DOCUMENT SEGMENT:

I feel better already getting that off my chest, my wife is ready to kill me over the money we have into this and I don't know what to do next.  Any ideas? Suggestions? 
I will post pics of the install soon.


----------



## mysticfalcon (Dec 26, 2008)

First thing I would do is get an indirect water heater.  I have been doing 2 fires a day an am and a Pm fire.  heat the house to 78 then let it fall to 70 and start over.  the indirect control is wired to only call for heat if the wood is hot so it keep water hot without using the water in the indirect to heat the house and I have the oil switched right off.  Creosote on mine is much improved now that I dont really ever let it idle.  wood consumption is way down too.  I go through 2 fireboexs full even on monday when it was cold and the wind was blowing like theres no tomorrow.  To get the longer burn you really need to be way oversized.  Then youre creosote production will be through the roof.  sounds like that was what was going on when it was warmer out.  when its colder you dont get as much creosote but you get even less burn time.


----------



## bwfvt (Dec 26, 2008)

My big problem is I can heat my house the same with a small woodstove and 550 gallons of oil a year.  I bought the boiler because I have my own source of wood and wanted to eliminate the oil or mostly eliminate minus the small amount in the summer for hot water.   At the rate I'm going I will burn the same oil more wood and more coal.  The 3wood just doesn't seem to keep up.


----------



## bwfvt (Dec 26, 2008)

I have also installed a aquastat on my oil burner that turns down to 140.  I have just turned off the oil but once the 3wood is behind it never catches up.  A picture is worth a thousand words so I will get a couple pics up as soon as I can.  I am still confident there is a solution but running out of time and money to find it!!

DATASET EXTRACT:

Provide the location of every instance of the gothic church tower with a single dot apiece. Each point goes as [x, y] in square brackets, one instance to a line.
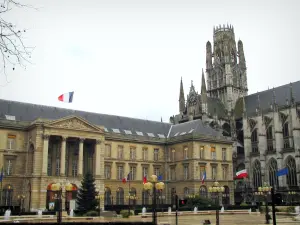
[226, 67]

TASK REQUIREMENTS:
A – Reproduce the passage of the boiler thread starting at "I have also" and ending at "to find it!!", word for word.
B – In the boiler thread, what setting does the aquastat installed on the oil burner turn down to?

RESPONSES FOR EACH TASK:
A –
I have also installed a aquastat on my oil burner that turns down to 140.  I have just turned off the oil but once the 3wood is behind it never catches up.  A picture is worth a thousand words so I will get a couple pics up as soon as I can.  I am still confident there is a solution but running out of time and money to find it!!

B – 140